START Provided data

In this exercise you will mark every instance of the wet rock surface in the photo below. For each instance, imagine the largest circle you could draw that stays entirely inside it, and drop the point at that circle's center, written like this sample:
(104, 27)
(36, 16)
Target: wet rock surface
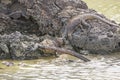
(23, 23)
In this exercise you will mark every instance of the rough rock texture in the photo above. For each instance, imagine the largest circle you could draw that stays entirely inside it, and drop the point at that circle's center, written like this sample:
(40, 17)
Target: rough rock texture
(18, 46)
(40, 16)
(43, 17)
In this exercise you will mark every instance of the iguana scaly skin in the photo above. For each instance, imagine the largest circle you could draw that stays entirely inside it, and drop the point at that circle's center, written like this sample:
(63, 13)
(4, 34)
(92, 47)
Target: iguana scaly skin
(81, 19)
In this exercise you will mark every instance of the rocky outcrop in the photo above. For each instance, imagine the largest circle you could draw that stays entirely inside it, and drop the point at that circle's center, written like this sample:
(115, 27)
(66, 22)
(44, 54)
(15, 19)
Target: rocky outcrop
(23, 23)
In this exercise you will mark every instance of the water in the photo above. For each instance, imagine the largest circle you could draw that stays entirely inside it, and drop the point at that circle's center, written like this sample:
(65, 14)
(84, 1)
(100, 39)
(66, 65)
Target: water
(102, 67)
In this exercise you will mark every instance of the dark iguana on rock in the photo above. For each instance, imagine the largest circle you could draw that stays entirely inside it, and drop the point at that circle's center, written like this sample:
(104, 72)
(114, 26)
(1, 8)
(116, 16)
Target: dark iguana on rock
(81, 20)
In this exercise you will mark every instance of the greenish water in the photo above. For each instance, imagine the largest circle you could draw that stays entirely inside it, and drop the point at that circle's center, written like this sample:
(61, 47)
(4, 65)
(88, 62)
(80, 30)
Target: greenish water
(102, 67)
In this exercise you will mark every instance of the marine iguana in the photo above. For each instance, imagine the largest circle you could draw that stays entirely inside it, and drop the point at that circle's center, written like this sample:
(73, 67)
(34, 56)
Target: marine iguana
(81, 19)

END Provided data
START Provided data

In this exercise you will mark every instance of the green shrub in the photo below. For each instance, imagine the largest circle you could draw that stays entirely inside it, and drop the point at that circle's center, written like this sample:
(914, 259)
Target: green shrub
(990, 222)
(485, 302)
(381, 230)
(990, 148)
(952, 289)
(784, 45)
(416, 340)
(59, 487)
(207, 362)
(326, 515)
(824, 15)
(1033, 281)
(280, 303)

END Provided data

Exercise -
Tally up the lines in the preceding listing that contain the string "below". Respond with the number and nothing else.

Written response -
2